Raw records
==*==

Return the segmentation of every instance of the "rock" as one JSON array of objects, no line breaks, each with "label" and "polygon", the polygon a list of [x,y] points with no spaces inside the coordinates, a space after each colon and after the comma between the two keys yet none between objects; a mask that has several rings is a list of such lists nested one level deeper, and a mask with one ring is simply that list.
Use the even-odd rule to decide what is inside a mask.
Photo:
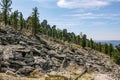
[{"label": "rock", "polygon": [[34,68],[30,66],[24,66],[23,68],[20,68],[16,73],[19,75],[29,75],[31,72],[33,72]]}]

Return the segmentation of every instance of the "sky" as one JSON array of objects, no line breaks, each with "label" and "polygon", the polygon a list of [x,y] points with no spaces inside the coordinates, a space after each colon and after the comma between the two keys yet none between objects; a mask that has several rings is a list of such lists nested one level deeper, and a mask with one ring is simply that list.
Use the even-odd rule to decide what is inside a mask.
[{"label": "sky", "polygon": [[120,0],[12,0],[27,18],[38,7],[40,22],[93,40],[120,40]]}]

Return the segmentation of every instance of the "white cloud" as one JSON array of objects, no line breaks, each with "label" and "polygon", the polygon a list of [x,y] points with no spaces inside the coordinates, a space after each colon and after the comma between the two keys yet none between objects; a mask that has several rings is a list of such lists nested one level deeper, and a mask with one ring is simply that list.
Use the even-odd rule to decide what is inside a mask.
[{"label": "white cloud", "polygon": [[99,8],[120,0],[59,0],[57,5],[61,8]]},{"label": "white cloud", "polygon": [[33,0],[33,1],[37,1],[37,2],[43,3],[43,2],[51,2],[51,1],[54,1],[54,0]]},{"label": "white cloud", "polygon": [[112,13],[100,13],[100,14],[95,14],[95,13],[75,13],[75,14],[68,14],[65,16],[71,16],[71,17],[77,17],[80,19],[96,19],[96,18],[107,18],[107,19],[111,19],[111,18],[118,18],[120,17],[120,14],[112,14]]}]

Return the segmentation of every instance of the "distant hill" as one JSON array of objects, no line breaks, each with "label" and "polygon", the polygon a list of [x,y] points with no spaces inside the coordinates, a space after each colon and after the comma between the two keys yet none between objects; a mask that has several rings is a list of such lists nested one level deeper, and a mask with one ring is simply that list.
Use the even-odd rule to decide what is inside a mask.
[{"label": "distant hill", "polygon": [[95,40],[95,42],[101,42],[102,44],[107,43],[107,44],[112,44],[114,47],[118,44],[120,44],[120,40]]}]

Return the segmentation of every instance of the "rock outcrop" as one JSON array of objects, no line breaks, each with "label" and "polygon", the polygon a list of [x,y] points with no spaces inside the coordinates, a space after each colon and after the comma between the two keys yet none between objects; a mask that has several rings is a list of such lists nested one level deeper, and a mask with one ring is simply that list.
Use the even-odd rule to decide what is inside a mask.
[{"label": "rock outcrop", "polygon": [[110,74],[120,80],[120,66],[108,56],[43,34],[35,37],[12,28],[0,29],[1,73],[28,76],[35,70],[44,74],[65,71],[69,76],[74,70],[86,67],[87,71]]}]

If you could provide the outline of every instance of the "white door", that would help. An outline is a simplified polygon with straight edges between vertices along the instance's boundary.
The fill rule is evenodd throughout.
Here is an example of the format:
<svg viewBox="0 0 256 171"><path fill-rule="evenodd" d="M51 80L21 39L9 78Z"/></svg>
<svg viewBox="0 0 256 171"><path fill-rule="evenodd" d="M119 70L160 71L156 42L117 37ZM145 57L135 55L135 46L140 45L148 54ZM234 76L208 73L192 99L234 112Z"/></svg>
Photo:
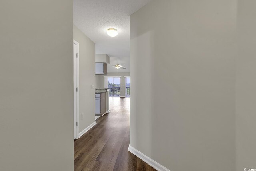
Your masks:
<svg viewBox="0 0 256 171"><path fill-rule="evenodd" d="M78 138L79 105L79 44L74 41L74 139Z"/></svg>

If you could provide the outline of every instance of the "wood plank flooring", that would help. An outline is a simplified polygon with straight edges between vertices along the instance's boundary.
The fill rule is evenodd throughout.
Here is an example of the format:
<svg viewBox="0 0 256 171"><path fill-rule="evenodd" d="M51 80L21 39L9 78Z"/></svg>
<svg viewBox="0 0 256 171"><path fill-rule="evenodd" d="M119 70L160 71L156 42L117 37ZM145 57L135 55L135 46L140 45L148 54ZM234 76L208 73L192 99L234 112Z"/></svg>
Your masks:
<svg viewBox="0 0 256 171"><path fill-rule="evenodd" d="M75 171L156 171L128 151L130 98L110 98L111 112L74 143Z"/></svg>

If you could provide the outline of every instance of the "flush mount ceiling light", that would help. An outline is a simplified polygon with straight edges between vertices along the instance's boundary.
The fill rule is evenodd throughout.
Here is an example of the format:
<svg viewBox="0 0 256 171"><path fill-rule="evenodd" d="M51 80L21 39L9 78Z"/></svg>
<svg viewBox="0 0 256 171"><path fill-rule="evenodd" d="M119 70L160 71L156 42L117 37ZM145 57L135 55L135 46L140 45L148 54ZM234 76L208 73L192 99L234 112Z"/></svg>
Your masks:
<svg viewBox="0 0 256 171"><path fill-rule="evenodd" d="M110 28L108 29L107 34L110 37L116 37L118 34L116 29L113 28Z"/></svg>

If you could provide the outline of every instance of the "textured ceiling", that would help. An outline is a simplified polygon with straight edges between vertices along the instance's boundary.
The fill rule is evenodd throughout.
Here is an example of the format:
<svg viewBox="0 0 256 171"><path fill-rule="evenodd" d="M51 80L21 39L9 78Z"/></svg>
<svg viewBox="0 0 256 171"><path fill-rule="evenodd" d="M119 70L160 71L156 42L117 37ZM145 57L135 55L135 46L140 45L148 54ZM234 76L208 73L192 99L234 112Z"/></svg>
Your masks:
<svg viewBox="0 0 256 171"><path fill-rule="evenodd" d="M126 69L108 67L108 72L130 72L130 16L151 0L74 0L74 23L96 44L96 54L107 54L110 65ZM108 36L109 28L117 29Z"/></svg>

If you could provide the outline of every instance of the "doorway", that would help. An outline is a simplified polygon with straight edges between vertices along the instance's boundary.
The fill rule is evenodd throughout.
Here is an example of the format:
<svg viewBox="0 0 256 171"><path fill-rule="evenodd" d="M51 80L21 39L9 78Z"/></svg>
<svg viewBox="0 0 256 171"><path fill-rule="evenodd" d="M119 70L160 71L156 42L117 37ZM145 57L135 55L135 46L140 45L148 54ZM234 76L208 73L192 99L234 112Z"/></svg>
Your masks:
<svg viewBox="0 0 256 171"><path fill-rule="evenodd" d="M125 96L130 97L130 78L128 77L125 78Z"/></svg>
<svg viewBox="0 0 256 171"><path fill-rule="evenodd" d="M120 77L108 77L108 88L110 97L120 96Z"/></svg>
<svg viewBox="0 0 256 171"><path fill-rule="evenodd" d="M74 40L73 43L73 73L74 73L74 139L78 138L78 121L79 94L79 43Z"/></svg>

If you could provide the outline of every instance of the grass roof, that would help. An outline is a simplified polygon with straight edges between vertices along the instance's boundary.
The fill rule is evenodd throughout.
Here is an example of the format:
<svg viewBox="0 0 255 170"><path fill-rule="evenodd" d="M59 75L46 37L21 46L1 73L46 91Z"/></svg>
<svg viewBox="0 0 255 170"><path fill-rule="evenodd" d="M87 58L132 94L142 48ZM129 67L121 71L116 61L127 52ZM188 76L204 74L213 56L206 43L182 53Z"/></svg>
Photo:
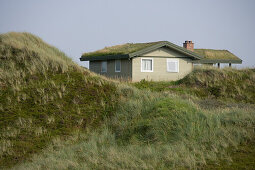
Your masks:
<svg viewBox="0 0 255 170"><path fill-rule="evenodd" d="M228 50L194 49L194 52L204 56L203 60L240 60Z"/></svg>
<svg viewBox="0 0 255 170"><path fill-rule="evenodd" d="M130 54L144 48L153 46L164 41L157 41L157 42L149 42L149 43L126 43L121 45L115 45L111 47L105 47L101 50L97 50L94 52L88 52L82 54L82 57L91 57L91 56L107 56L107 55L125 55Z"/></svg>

==*==

OBJECTIVE:
Render all of the data above as a two-column CSV with the headers instruction and output, giving each instruction and its answer one row, each field in double quotes with line breaks turned into spaces. Leave the pictures out.

RESULT OF THE TASK:
instruction,output
"Return the segmentation of every instance of the ""rock"" as one JSON array of objects, no line breaks, each with ""label"" and ""polygon"", the polygon a list of [x,y] points with no spaces inside the coordinates, a space after each colon and after the comma between the two keys yet none between objects; a mask that has several rings is a list of such lists nested one level deeper, and a mask with one ring is simply that list. Use the even-odd rule to decide what is inside a mask. Photo:","[{""label"": ""rock"", ""polygon"": [[34,68],[30,66],[24,66],[23,68],[20,68],[16,73],[19,75],[29,75],[31,72],[33,72]]}]"
"Return the segmentation of every instance of the ""sky"" as one JSON array of objects, no line breaks, each with ""label"" and ""polygon"", the polygon a list of [x,y] points with no spaces inside the coordinates, a space after each colon and after the comma between the two keys yet none between objects; a mask that has several rings is a list of such lists nested one level deeper, and a mask with one ring is simply that list. Use the even-odd rule to decide what is inside a mask.","[{""label"": ""sky"", ""polygon"": [[120,0],[12,0],[27,18],[38,7],[40,22],[93,40],[120,40]]}]"
"Return the segmentation of every instance of the ""white cloud"" as one JSON array of objects, no line breaks, each with ""label"" and ""polygon"", the polygon a list of [x,y] points with no spaces inside the coordinates, a space after each colon and after the comma between the two keys yet none between objects; a mask that has several rings is a list of such lists nested one level deeper, and a mask with one ring is simply that list. Use the even-odd rule to decide what is inside a mask.","[{""label"": ""white cloud"", ""polygon"": [[99,8],[120,0],[59,0],[57,5],[61,8]]},{""label"": ""white cloud"", ""polygon"": [[33,0],[33,1],[37,1],[37,2],[43,3],[43,2],[51,2],[51,1],[54,1],[54,0]]},{""label"": ""white cloud"", ""polygon"": [[112,13],[100,13],[100,14],[95,14],[95,13],[75,13],[75,14],[68,14],[65,16],[71,16],[71,17],[77,17],[80,19],[96,19],[96,18],[107,18],[107,19],[111,19],[111,18],[118,18],[120,17],[120,14],[112,14]]}]"
"Return the segmentation of every instance of the ""distant hill"" as one JSON array of objects, no line breaks, each with ""label"" and ""polygon"", the polygon a list of [x,y] points with no spaces inside the coordinates, a space after each colon and after the comma between the two keys yet none between objects; a mask that has several rings is a list of such lists nested one level deeper, and a mask with one ring is simply that list. Use the even-odd rule to decide what is inside a mask.","[{""label"": ""distant hill"", ""polygon"": [[95,40],[95,42],[101,42],[102,44],[107,43],[107,44],[112,44],[114,47],[118,44],[120,44],[120,40]]}]"
"Return the segmentation of every instance of the ""rock outcrop"" as one JSON array of objects, no line breaks, each with ""label"" and ""polygon"", the polygon a list of [x,y] points with no spaces inside the coordinates, a space after each colon and after the comma between the two keys yet none between objects; a mask that has several rings is a list of such lists nested one level deeper, and a mask with one ring is simply that list. Use the even-odd rule to decide what is inside a mask.","[{""label"": ""rock outcrop"", ""polygon"": [[110,74],[120,80],[120,66],[108,56],[43,34],[35,37],[12,28],[0,29],[1,73],[28,76],[35,70],[44,74],[65,71],[69,76],[74,70],[86,67],[87,71]]}]"
"If you could provide the outline of every instance of the ""white door"", that would help. An outline is a simplified polygon with straight edges between vertices along the instance's boundary. The fill rule is evenodd throughout. Here is an example of the format: <svg viewBox=""0 0 256 171""><path fill-rule=""evenodd"" d=""M51 80L21 39L9 78Z""/></svg> <svg viewBox=""0 0 256 171""><path fill-rule=""evenodd"" d=""M119 70L160 71L156 42L117 37ZM145 57L135 55L135 46L140 45L148 54ZM234 76L208 73L192 99L234 112Z""/></svg> Photo: Your masks:","<svg viewBox=""0 0 256 171""><path fill-rule=""evenodd"" d=""M78 138L79 105L79 44L74 41L74 139Z""/></svg>"
"If you could provide the outline of every instance of the ""wood plank flooring"", that would help. An outline is a simplified polygon with straight edges between vertices along the instance's boundary. The fill rule is evenodd throughout. Here is an example of the format: <svg viewBox=""0 0 256 171""><path fill-rule=""evenodd"" d=""M51 80L21 39L9 78Z""/></svg> <svg viewBox=""0 0 256 171""><path fill-rule=""evenodd"" d=""M119 70L160 71L156 42L117 37ZM145 57L135 55L135 46L140 45L148 54ZM234 76L208 73L192 99L234 112Z""/></svg> Your masks:","<svg viewBox=""0 0 256 171""><path fill-rule=""evenodd"" d=""M75 171L156 171L128 151L130 98L110 98L111 112L74 143Z""/></svg>"
"If you could provide the outline of every instance of the ""flush mount ceiling light"", that would help. An outline is a simplified polygon with straight edges between vertices along the instance's boundary. The fill rule is evenodd throughout. Here is an example of the format: <svg viewBox=""0 0 256 171""><path fill-rule=""evenodd"" d=""M51 80L21 39L9 78Z""/></svg> <svg viewBox=""0 0 256 171""><path fill-rule=""evenodd"" d=""M119 70L160 71L156 42L117 37ZM145 57L135 55L135 46L140 45L148 54ZM234 76L208 73L192 99L234 112Z""/></svg> Your masks:","<svg viewBox=""0 0 256 171""><path fill-rule=""evenodd"" d=""M110 28L108 29L107 34L110 37L116 37L118 34L116 29L113 28Z""/></svg>"
"If you could provide the outline of every instance of the ""textured ceiling"", that would help. An outline is a simplified polygon with straight edges between vertices along the instance's boundary. The fill rule is evenodd throughout. Here is an example of the format: <svg viewBox=""0 0 256 171""><path fill-rule=""evenodd"" d=""M51 80L21 39L9 78Z""/></svg> <svg viewBox=""0 0 256 171""><path fill-rule=""evenodd"" d=""M119 70L160 71L156 42L117 37ZM145 57L135 55L135 46L140 45L148 54ZM234 76L208 73L192 99L234 112Z""/></svg> Your masks:","<svg viewBox=""0 0 256 171""><path fill-rule=""evenodd"" d=""M126 69L108 67L108 72L130 72L130 16L151 0L74 0L74 23L96 44L96 54L107 54L110 65ZM108 36L109 28L117 29Z""/></svg>"
"If you could provide the outline of every instance of the ""doorway"", that would help. An outline is a simplified polygon with straight edges between vertices along the instance's boundary. The fill rule is evenodd throughout. Here is an example of the format: <svg viewBox=""0 0 256 171""><path fill-rule=""evenodd"" d=""M51 80L21 39L9 78Z""/></svg> <svg viewBox=""0 0 256 171""><path fill-rule=""evenodd"" d=""M119 70L160 71L156 42L117 37ZM145 57L135 55L135 46L140 45L148 54ZM234 76L208 73L192 99L234 112Z""/></svg> Your masks:","<svg viewBox=""0 0 256 171""><path fill-rule=""evenodd"" d=""M125 96L130 97L130 78L128 77L125 78Z""/></svg> <svg viewBox=""0 0 256 171""><path fill-rule=""evenodd"" d=""M120 77L108 77L108 88L110 97L120 96Z""/></svg> <svg viewBox=""0 0 256 171""><path fill-rule=""evenodd"" d=""M74 40L73 43L73 73L74 73L74 139L78 138L78 121L79 94L79 43Z""/></svg>"
"If you could provide the outline of every instance of the grass roof, that would help. An outline is a simplified polygon with straight edges between vertices along the instance's boundary. The fill rule is evenodd throughout. Here is an example of the format: <svg viewBox=""0 0 255 170""><path fill-rule=""evenodd"" d=""M59 75L46 37L21 46L1 73L46 91Z""/></svg> <svg viewBox=""0 0 255 170""><path fill-rule=""evenodd"" d=""M87 58L132 94L142 48ZM129 67L121 71L116 61L127 52ZM188 76L204 74L213 56L206 43L182 53Z""/></svg> Photo: Your masks:","<svg viewBox=""0 0 255 170""><path fill-rule=""evenodd"" d=""M228 50L194 49L194 52L204 56L203 60L240 60Z""/></svg> <svg viewBox=""0 0 255 170""><path fill-rule=""evenodd"" d=""M130 54L144 48L153 46L164 41L157 41L157 42L149 42L149 43L126 43L121 45L115 45L111 47L105 47L101 50L97 50L94 52L88 52L82 54L82 57L91 57L91 56L107 56L107 55L125 55Z""/></svg>"